• [SHORT TASK 1]:
Answer these from the migration-testing text:
(a) What simple tool does it name for comparing exported data files?
(b) Where does it suggest doing the comparison if the data is too big?
(c) What does it call bad migrations?
• [SHORT TASK 2]: In the migration-testing text, transcribe the passage from "When that’s not" to "without being checked.".
• [SHORT TASK 3]: Pick up the migration-testing text after its last sentence and write what comes next.

• [SOURCE TEXT]:
---

If I can, I use a full SQL EXCEPT or MINUS between tables:

-- Show rows in source not in target

SELECT * FROM source_db.customers

MINUS

SELECT * FROM target_db.customers;

 

-- And vice versa

SELECT * FROM target_db.customers

MINUS

SELECT * FROM source_db.customers;

 

When that’s not possible (like when systems use different tech), I export the data, and compare the data files in simple tools like Notepad++. If the data is way too big, try going into Python and compare there. 

 

Bad migrations are silent killers. They might not crash anything, but they’ll eat trust slowly over time. That’s why we treat every migration like an audit: nothing leaves the dock without being checked.

 

Why Data Testing Matters

 

Data testing isn’t about perfection, it’s about trust. A small mistake today can snowball into broken dashboards, bad decisions, or lost credibility tomorrow. By putting checks in place  before, during, and after each step. We keep the data journey safe, reliable, and traceable.

---

• [SUPPLIED DATA]:
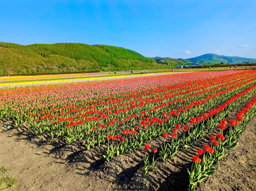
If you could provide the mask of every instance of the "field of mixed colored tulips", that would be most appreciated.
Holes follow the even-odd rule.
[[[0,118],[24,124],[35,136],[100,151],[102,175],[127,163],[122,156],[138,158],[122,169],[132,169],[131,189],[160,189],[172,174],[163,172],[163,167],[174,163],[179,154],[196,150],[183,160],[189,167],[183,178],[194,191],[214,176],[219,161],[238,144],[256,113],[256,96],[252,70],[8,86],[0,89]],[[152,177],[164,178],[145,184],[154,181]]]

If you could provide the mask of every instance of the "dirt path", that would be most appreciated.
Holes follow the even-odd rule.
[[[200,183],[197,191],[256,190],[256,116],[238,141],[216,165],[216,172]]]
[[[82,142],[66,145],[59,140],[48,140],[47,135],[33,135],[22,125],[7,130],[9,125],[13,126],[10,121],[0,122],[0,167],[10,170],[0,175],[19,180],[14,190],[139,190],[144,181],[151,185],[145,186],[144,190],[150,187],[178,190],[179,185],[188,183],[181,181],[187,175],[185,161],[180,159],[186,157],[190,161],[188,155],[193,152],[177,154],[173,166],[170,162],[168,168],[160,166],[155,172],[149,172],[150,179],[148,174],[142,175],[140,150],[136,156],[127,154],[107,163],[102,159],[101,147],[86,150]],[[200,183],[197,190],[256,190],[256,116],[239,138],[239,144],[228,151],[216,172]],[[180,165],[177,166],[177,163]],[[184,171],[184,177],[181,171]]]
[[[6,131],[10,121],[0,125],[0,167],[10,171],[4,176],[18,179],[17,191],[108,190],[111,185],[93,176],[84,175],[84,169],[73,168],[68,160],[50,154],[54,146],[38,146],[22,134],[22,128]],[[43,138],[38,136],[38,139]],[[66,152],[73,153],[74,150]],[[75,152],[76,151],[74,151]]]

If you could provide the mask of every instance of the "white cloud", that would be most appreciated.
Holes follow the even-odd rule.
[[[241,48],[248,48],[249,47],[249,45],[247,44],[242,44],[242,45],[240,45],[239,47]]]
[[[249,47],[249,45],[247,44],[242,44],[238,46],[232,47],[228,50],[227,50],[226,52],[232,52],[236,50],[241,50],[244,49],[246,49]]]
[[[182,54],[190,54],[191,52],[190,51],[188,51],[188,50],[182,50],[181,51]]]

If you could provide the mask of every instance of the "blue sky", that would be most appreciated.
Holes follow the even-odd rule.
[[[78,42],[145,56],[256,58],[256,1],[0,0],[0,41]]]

---

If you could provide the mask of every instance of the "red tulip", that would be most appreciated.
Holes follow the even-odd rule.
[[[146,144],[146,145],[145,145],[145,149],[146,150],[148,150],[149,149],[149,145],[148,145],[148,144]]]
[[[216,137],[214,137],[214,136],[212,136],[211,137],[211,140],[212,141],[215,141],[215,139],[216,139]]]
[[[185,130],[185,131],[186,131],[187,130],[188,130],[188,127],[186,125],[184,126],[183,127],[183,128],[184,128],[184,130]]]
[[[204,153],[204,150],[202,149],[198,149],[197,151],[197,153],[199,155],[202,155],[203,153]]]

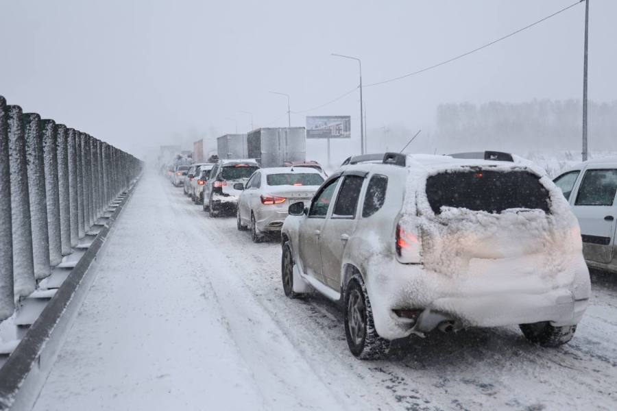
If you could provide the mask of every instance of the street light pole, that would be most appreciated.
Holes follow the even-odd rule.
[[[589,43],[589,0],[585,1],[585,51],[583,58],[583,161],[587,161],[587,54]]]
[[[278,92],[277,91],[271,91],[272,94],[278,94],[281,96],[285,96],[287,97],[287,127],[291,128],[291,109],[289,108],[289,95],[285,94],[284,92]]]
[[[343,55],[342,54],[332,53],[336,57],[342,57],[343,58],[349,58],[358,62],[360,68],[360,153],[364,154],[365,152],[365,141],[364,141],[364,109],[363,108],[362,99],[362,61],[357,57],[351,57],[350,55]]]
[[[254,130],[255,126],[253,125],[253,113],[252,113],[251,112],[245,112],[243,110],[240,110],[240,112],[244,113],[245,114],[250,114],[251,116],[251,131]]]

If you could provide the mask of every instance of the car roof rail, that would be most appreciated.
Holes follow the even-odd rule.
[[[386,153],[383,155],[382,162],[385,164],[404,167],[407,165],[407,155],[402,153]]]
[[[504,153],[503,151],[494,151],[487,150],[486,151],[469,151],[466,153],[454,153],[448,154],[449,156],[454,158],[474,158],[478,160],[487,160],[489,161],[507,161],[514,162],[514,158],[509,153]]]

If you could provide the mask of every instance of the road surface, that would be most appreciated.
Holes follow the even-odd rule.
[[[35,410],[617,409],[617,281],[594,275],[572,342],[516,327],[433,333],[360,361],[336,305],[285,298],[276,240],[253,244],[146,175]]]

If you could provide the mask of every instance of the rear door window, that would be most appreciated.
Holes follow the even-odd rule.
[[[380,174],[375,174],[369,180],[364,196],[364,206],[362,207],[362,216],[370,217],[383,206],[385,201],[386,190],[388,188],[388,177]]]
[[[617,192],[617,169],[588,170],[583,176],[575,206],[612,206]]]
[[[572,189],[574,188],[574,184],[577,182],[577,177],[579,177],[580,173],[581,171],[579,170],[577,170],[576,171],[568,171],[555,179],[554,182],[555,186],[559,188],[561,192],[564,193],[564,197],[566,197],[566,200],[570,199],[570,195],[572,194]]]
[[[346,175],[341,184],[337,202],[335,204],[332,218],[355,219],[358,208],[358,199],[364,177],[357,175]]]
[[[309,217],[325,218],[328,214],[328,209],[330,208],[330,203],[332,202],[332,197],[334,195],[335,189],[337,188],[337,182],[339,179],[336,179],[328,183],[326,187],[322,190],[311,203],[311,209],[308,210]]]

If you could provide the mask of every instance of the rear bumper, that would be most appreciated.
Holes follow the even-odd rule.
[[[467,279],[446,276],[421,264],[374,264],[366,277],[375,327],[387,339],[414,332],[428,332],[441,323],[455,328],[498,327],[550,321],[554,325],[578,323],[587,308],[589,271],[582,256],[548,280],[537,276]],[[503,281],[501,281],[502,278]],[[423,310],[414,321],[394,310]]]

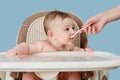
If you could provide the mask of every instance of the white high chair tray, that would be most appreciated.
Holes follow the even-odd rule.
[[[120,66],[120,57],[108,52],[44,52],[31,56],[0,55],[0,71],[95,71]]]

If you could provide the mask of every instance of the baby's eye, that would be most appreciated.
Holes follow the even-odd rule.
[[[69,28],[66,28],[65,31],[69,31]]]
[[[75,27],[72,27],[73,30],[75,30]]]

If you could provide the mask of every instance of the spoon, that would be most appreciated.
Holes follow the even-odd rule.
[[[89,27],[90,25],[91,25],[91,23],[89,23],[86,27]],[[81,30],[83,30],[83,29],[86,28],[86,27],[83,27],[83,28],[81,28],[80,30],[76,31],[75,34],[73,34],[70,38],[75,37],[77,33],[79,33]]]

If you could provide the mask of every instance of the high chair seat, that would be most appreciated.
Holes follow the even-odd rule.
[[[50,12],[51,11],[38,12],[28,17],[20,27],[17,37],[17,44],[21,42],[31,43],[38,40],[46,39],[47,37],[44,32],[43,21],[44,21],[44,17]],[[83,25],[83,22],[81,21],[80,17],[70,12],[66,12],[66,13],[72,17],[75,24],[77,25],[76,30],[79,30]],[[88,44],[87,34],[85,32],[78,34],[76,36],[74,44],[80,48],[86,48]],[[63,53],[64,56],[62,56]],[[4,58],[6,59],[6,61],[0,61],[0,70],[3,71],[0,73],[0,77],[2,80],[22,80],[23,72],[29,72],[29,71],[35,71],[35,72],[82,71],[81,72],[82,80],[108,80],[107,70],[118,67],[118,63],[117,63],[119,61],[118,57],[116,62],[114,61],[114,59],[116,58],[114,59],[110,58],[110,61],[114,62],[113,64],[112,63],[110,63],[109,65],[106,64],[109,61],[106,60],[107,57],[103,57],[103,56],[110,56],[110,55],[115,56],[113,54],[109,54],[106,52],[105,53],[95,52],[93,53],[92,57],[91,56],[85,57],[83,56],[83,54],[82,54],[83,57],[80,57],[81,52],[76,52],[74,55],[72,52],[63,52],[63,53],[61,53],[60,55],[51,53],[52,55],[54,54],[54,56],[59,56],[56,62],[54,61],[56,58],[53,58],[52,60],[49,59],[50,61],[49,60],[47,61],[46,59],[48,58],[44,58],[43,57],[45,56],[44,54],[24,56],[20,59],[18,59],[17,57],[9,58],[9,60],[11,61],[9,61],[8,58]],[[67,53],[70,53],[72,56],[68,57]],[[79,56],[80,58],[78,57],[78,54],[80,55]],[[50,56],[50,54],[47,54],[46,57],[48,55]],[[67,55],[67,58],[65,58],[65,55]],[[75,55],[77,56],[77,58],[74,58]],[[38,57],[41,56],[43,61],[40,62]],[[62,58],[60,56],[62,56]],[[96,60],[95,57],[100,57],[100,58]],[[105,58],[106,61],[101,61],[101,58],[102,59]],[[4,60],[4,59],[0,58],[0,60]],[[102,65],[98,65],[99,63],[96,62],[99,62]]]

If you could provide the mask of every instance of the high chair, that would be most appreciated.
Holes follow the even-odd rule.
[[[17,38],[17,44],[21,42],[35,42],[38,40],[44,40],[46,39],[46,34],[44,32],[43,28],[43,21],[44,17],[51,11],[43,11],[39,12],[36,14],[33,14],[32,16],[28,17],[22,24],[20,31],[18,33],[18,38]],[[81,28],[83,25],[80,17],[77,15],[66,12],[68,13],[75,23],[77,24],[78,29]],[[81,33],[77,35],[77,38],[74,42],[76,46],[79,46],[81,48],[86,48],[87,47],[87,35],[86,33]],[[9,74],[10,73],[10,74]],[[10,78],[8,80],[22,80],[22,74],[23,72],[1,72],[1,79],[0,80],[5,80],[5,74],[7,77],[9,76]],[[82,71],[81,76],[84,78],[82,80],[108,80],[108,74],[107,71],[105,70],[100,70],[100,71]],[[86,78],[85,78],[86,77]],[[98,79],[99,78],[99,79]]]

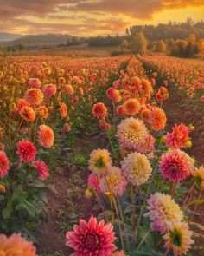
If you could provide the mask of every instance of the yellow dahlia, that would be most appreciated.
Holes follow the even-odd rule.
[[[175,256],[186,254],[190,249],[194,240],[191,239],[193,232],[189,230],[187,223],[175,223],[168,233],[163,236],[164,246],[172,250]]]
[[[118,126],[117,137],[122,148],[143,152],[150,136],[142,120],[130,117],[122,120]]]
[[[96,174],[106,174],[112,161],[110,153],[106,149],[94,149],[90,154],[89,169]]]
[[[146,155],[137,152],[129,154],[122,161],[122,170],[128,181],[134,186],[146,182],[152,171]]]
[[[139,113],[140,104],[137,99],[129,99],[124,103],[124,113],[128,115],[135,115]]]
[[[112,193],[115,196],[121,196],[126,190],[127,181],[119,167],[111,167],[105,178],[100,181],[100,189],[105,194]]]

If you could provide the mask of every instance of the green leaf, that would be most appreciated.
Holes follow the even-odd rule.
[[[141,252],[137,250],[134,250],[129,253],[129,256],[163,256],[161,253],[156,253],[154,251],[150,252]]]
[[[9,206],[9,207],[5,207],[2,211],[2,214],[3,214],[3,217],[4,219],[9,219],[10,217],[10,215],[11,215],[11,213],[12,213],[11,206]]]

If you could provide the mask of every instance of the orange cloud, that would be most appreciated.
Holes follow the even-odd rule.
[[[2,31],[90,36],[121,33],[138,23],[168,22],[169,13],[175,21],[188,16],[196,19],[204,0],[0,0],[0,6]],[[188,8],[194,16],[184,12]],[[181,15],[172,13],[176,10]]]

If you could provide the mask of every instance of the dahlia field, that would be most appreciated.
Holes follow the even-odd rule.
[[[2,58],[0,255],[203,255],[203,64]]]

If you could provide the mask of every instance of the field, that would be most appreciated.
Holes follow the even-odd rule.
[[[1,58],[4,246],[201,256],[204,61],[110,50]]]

---

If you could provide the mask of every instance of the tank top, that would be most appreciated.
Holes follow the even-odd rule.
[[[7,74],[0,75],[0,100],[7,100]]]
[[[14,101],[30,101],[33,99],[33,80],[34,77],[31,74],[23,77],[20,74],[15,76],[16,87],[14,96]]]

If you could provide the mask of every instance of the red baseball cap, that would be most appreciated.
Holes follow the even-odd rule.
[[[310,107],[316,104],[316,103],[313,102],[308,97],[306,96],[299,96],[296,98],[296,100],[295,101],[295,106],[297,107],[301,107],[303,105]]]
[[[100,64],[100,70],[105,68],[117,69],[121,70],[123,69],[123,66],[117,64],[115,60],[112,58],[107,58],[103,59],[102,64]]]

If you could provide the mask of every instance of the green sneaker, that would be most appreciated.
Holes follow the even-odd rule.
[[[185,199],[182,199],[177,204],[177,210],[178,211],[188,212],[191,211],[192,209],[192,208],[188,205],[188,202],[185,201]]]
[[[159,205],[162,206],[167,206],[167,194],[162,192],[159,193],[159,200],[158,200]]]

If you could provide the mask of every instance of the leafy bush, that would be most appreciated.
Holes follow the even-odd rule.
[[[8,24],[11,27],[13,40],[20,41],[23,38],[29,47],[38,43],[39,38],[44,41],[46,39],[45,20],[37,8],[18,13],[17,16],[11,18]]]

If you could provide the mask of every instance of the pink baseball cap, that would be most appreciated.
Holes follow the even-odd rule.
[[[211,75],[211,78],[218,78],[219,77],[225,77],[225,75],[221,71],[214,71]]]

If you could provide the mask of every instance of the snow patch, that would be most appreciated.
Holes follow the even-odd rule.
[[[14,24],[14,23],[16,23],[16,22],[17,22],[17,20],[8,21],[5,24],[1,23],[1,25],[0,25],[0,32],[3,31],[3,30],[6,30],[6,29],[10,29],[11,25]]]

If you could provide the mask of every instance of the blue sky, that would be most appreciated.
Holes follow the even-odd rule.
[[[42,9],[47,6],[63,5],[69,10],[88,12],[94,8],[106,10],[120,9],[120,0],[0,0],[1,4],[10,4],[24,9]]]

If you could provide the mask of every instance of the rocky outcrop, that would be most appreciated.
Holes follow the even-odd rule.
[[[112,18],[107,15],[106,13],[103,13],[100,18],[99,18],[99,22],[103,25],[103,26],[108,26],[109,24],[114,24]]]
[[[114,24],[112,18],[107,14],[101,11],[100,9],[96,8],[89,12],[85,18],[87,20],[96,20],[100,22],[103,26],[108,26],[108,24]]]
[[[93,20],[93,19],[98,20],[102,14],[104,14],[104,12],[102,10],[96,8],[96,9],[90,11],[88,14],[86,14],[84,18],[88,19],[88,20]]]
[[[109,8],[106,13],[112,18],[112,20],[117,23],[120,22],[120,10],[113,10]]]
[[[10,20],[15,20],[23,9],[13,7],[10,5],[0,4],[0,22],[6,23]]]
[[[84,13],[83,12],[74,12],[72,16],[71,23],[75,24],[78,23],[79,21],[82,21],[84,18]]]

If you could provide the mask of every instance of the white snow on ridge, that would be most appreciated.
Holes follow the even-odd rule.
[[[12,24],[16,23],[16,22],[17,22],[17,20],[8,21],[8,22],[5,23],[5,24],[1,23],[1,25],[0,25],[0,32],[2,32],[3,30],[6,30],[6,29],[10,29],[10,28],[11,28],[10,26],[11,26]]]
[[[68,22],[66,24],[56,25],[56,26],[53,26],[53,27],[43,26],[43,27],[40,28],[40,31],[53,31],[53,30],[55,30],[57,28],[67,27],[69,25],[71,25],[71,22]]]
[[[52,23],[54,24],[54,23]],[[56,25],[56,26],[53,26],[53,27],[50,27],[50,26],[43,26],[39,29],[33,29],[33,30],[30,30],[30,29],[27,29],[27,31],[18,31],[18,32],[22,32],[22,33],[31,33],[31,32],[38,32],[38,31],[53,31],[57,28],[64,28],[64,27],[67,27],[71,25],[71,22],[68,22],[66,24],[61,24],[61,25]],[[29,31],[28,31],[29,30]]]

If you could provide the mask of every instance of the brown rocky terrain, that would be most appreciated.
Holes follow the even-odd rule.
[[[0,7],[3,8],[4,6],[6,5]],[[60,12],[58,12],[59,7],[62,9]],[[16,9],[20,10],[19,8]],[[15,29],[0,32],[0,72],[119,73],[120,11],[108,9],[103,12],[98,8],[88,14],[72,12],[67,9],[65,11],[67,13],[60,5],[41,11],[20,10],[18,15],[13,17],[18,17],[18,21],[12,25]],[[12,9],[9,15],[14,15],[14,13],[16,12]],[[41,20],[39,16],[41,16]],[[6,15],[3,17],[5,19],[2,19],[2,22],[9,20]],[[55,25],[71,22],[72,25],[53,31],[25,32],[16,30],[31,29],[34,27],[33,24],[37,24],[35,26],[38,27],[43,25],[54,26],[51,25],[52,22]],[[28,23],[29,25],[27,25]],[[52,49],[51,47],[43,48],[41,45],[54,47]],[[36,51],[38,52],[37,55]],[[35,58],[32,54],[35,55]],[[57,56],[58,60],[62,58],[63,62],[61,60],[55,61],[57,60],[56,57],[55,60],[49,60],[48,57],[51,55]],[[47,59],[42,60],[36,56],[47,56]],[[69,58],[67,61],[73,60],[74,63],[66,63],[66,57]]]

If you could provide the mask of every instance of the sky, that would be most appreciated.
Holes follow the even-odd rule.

---

• [EXERCISE ANSWER 1]:
(a) Notepad++
(b) In Python
(c) Silent killers

• [EXERCISE ANSWER 2]:
When that’s not possible (like when systems use different tech), I export the data, and compare the data files in simple tools like Notepad++. If the data is way too big, try going into Python and compare there. 

 

Bad migrations are silent killers. They might not crash anything, but they’ll eat trust slowly over time. That’s why we treat every migration like an audit: nothing leaves the dock without being checked.

• [EXERCISE ANSWER 3]:
It’s the foundation everything else rests on. Like a harbor master who inspects every ship before it sails, we make sure our data is ready for what comes next. And when we do it right, no one notices, because everything just works.

So, next time a dashboard looks off, or a migration is coming up, think like the data docks: Check the names. Check the labels. Count the crates. Test the transformations. And above all, never let a mystery box sneak through.

 

Keep your data clean.